==== Records supplied ====
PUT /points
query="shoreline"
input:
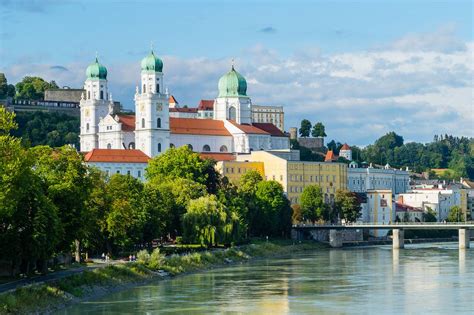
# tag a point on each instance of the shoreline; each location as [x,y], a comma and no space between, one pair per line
[49,297]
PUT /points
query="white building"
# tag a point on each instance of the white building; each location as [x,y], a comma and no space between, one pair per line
[364,179]
[114,161]
[269,114]
[230,129]
[439,200]
[346,152]
[379,209]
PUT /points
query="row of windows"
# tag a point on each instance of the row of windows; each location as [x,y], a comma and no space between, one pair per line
[311,178]
[125,172]
[158,123]
[157,88]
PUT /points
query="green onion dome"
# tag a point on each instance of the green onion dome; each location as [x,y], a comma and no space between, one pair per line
[232,84]
[96,71]
[152,63]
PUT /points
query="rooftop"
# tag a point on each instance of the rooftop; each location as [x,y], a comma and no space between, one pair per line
[116,156]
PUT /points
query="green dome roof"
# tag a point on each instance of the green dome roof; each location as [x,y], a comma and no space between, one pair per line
[96,71]
[152,63]
[232,84]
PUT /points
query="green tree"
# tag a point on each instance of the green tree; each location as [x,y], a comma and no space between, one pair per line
[6,90]
[204,221]
[347,206]
[68,186]
[126,218]
[7,122]
[183,163]
[312,204]
[32,88]
[429,215]
[274,212]
[319,130]
[305,128]
[456,214]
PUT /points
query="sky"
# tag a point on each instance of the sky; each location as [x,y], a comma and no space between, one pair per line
[363,68]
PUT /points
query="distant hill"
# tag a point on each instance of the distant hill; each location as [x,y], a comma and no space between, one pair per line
[47,128]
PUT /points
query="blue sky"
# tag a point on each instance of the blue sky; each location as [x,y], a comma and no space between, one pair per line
[362,67]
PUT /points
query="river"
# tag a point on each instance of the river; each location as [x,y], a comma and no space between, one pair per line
[424,278]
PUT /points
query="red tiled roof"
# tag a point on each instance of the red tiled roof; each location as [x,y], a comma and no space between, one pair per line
[172,100]
[184,109]
[206,105]
[330,156]
[270,128]
[198,126]
[217,156]
[248,128]
[128,122]
[116,156]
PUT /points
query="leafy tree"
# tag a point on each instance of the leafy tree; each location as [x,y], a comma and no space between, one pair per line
[312,204]
[182,163]
[274,212]
[32,88]
[204,221]
[126,218]
[319,130]
[347,206]
[305,128]
[6,90]
[456,214]
[43,128]
[429,215]
[68,186]
[296,214]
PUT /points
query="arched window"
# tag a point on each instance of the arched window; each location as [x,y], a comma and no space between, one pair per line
[232,113]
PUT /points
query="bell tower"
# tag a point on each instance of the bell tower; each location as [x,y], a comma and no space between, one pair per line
[152,132]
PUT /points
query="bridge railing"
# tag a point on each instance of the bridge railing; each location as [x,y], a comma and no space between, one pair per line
[362,224]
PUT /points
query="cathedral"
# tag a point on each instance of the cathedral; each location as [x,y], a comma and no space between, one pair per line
[151,130]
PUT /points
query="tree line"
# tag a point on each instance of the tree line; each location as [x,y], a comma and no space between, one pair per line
[51,202]
[29,88]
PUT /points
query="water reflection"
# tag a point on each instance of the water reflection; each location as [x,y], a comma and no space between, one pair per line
[429,278]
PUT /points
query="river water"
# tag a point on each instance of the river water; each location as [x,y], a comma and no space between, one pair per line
[420,279]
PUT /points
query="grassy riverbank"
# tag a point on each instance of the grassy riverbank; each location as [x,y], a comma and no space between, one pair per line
[91,284]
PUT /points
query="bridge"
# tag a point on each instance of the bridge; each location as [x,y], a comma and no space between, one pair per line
[398,230]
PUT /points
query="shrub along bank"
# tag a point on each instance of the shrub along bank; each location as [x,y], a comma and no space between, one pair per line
[97,282]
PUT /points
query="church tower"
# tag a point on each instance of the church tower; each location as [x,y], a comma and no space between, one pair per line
[94,105]
[233,102]
[152,131]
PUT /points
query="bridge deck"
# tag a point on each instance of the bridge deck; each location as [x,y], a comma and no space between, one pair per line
[405,226]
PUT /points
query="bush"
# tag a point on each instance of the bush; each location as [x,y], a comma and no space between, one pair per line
[156,259]
[143,257]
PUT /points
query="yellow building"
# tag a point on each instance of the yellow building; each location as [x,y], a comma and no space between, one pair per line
[233,170]
[294,175]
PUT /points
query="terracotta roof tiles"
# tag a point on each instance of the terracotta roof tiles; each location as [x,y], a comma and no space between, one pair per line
[116,156]
[194,126]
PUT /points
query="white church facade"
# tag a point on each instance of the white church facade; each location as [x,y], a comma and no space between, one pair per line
[152,130]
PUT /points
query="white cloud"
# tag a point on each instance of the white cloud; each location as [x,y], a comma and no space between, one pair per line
[417,86]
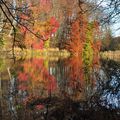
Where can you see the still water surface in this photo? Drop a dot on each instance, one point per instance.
(59, 89)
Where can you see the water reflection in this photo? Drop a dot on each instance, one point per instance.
(66, 89)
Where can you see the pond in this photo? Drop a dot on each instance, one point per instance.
(59, 89)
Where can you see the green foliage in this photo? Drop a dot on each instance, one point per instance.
(47, 43)
(87, 54)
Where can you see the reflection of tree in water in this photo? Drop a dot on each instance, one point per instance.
(69, 108)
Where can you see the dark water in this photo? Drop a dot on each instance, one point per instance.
(59, 89)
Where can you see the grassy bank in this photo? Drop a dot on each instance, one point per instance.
(45, 53)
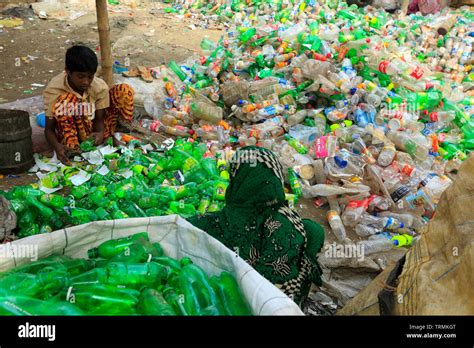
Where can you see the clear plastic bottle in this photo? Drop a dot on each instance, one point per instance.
(207, 112)
(387, 155)
(336, 225)
(376, 245)
(353, 212)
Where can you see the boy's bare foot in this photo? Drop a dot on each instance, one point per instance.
(117, 142)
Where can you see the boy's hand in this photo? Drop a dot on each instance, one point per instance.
(61, 153)
(98, 138)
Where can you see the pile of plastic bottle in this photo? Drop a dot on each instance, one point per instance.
(126, 276)
(187, 179)
(367, 112)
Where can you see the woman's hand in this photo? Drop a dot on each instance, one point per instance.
(98, 138)
(61, 154)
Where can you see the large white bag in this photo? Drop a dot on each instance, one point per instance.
(177, 237)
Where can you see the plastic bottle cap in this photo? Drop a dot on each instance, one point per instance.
(93, 253)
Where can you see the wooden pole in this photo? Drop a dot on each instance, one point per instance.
(104, 39)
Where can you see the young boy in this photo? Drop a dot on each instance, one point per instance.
(79, 106)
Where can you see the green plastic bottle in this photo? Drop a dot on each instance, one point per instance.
(82, 216)
(175, 300)
(114, 247)
(43, 210)
(300, 148)
(183, 209)
(94, 276)
(27, 306)
(151, 302)
(136, 274)
(204, 205)
(232, 300)
(247, 34)
(173, 264)
(177, 70)
(199, 296)
(141, 251)
(52, 200)
(100, 299)
(79, 192)
(294, 182)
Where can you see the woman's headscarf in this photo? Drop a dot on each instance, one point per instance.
(259, 225)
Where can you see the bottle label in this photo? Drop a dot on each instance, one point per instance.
(321, 148)
(417, 73)
(428, 128)
(383, 66)
(399, 193)
(179, 176)
(425, 181)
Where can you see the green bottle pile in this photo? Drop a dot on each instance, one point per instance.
(179, 181)
(126, 276)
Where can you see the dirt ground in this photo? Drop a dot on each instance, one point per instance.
(47, 40)
(145, 38)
====
### Given task
Keep the pictures out of the copy and return the rest of the data above exactly.

### Complete output
PUT /points
query="shoreline"
input:
# tag a point on each instance of the shoreline; each location as [x,y], a comma and no space between, one pair per line
[49,297]
PUT /points
query="white building"
# tag a point on each instance of the white building; each location as [x,y], a comma and no space between, one pair per line
[364,179]
[114,161]
[269,114]
[230,129]
[439,200]
[346,152]
[379,209]
PUT /points
query="row of windows"
# tag a point on each instance of the row of windows; each location as [x,y], a comma and no space between, one pair per line
[311,178]
[125,172]
[158,123]
[157,88]
PUT /points
query="green onion dome"
# tag a point on each instance of the green onion dome; each location as [x,y], a comma and no space between, one pair per line
[232,84]
[96,71]
[152,63]
PUT /points
query="rooftop"
# tag a point on each instance of the rooftop; each location as [x,y], a comma and no space between, one pair per line
[116,156]
PUT /points
query="green dome roof"
# tag a point on each instance of the green dome roof; each location as [x,y], a comma and no space between, one pair per line
[96,71]
[152,63]
[232,84]
PUT /points
query="green tree"
# tag a point on each instance of the green tree; each location as [x,y], a comma and no space between, one pair per line
[6,90]
[204,221]
[347,206]
[68,186]
[126,218]
[7,122]
[183,163]
[312,204]
[32,88]
[429,215]
[274,212]
[319,130]
[305,128]
[456,214]
PUT /points
query="sky"
# tag a point on each instance of the sky; each location as [x,y], a comma and no space between, one pair per line
[363,68]
PUT /points
query="distant hill"
# tag a point on each instance of the distant hill; each location as [x,y], a comma and no space between, one pair per line
[47,128]
PUT /points
query="blue sky"
# tag a point on each instance of the blue sky; each location as [x,y], a comma and no space between, one pair per line
[362,67]
PUT /points
query="river"
# tag a point on each instance of the river; each location as [x,y], a comma and no space between, one pair per line
[424,278]
PUT /points
query="red tiled roof"
# tag a point on each instance of the red tiled roof; each location as [x,y], a comma and no space between, one pair per line
[172,100]
[184,109]
[206,105]
[330,156]
[270,128]
[198,126]
[217,156]
[248,128]
[128,122]
[116,156]
PUT /points
query="leafy tree"
# tag a point on each instance of the leafy tree; each location as [x,y], a comma and no space between, one pair per line
[312,204]
[182,163]
[274,212]
[32,88]
[204,221]
[126,218]
[319,130]
[347,206]
[305,128]
[6,90]
[456,214]
[43,128]
[429,215]
[68,186]
[296,214]
PUT /points
query="arched window"
# tag a point on each instance of the arched window; each location as [x,y], a comma and no space between, one pair per line
[232,113]
PUT /points
query="bell tower"
# tag a point on each instance of the bell tower; each location as [x,y], a comma and no space between, one pair per line
[152,132]
PUT /points
query="bridge railing"
# tag a point on each instance of the bridge railing; each location as [x,y], a comma and no space between, one pair per line
[362,224]
PUT /points
query="cathedral"
# tag a point on each instance of the cathedral; each location as [x,y], a comma and no space between, one pair per line
[151,130]
PUT /points
query="tree line"
# tag a point on each instance of the tree line; each location as [x,y], a comma and no space between, one pair per line
[51,202]
[29,88]
PUT /points
query="water reflection"
# tag a point on each instance of the water reflection; each location as [x,y], a comma and no space between, one pair per line
[429,278]
PUT /points
query="river water"
# tag a point on each instance of the river water; each location as [x,y], a comma and no space between, one pair per line
[420,279]
PUT /points
query="grassy riverbank"
# tag a point on each instance of the grassy riverbank; each location as [x,y], a comma and no space between, one pair per line
[91,284]
PUT /points
query="bridge"
# tag a point on each instance of the bridge; each location as [x,y], a comma and no space between, one pair per line
[398,230]
PUT /points
query="shrub along bank"
# tag a point on each instance of the shrub along bank; each location as [x,y], a comma and no space between, one pair per line
[97,282]
PUT /points
query="church tower"
# tag a point on each instance of the church tower; each location as [x,y], a comma and no space between, one pair per line
[94,105]
[233,102]
[152,131]
PUT /points
query="bridge deck"
# tag a point on each instance of the bridge deck; each location as [x,y], a comma and no space between, one pair per line
[405,226]
PUT /points
query="bush"
# tag a point on each instance of the bush; each location as [x,y], a comma and no space between, one pair per line
[156,259]
[143,257]
PUT /points
query="yellow building"
# tag a point on each instance of the yellow building; each location as [x,y], a comma and no space between, one pair per line
[233,170]
[294,175]
PUT /points
query="terracotta roof tiles"
# tag a point on each instance of the terracotta roof tiles; each location as [x,y], a comma and no space between, one pair per line
[116,156]
[194,126]
PUT /points
query="white church facade"
# tag a point on each instance of the white church facade; each location as [x,y], a comma and no space between, one pair per line
[152,130]
PUT /points
query="white cloud"
# tag a point on each instance of the white cloud; each location as [x,y], a comma and no space between, one pair per line
[417,86]
Where can you see the still water surface in this photo? Drop a dot on each instance, one point per instance.
(59, 89)
Where can you see the water reflection in this photo? Drop a dot on each instance, one point per instance.
(66, 89)
Where can you see the pond in this photo? Drop a dot on each instance, one point per instance.
(59, 89)
Where can you see the green foliage in this photo? Drop a dot on each instance, one point per instance.
(47, 43)
(87, 54)
Where can you see the reflection of tree in water in this photo? Drop a dot on each instance, one point per instance.
(69, 108)
Where can you see the dark water in this photo? Drop a dot on each instance, one point per instance.
(59, 89)
Where can you see the grassy bank in this photo? Drop a dot on each instance, one point per instance.
(45, 53)
Where can you see the clear plastic bottle in this photo? Drop a dot on each instance, one point per instance.
(207, 112)
(387, 155)
(336, 225)
(376, 245)
(353, 212)
Where can you see the boy's bare foot in this photo? Drop a dot on each instance, one point per instance.
(117, 142)
Where can you see the boy's hand in this photo? Drop a dot on each instance, one point per instance.
(61, 153)
(98, 138)
Where can you see the pile of plastic bottle in this photo? Drop a dot on each instance, one point per instance.
(126, 276)
(187, 179)
(367, 112)
Where can you see the woman's hand in this photo? Drop a dot on each instance, one point per instance.
(98, 138)
(61, 154)
Where can you see the large white bag in this photo? Drop a dot on each instance, one point per instance.
(177, 237)
Where can you see the plastic bottle cap in this photo? Drop a dot on each instance, one point per instance.
(93, 253)
Where can you see the wooden pole in this photo? Drop a dot on each instance, one point per instance.
(104, 39)
Where can you see the young boy in this photo? Drop a dot on each instance, one point per instance.
(79, 106)
Where can you see the green plastic bottle in this photo? Drop a dot on each instance, one point per instance.
(82, 216)
(175, 300)
(114, 247)
(43, 210)
(300, 148)
(183, 209)
(94, 276)
(27, 306)
(151, 302)
(136, 274)
(204, 205)
(232, 300)
(247, 34)
(173, 264)
(177, 70)
(199, 296)
(141, 251)
(52, 200)
(100, 299)
(79, 192)
(294, 182)
Where can you see the woman's headscarf in this photo? Drop a dot on each instance, one point per instance.
(259, 225)
Where can you see the bottle label in this photo? Drop a dot on each instance, one point per instance.
(321, 148)
(417, 73)
(428, 128)
(383, 66)
(399, 193)
(179, 176)
(425, 181)
Where can you see the green bottle pile in this photo? Drop a dot on each instance, one point per instance.
(179, 181)
(126, 276)
Where can you see the dirt ground in this photo? Drop a dot on each instance, one point per instance.
(47, 40)
(145, 38)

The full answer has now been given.